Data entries

----

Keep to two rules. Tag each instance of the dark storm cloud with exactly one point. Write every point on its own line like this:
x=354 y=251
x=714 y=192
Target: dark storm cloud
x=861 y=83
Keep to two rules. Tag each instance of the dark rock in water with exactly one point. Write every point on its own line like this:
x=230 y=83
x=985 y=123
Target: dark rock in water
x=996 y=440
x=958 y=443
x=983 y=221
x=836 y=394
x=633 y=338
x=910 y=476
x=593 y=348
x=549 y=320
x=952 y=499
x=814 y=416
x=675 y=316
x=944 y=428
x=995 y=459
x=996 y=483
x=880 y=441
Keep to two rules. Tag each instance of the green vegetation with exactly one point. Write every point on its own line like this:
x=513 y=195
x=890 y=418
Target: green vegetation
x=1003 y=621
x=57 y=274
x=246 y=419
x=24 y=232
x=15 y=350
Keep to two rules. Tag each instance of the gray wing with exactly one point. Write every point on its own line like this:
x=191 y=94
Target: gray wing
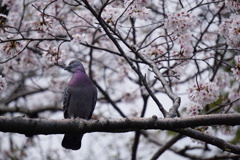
x=66 y=100
x=80 y=101
x=94 y=100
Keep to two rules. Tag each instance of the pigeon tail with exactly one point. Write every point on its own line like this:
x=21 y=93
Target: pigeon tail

----

What needs to be done> When you reach the line that contains "x=985 y=123", stop; output it and every line before it from the start of the data, exactly as written.

Answer box>
Keep to two rules. Tag each instance of the dark storm cloud with exactly one point. Write every point on its own line like this:
x=354 y=251
x=714 y=192
Target: dark storm cloud
x=861 y=83
Keep to two rules. Tag each instance of the dark rock in water with exactly one point. Write every point on its own line like this:
x=230 y=83
x=985 y=123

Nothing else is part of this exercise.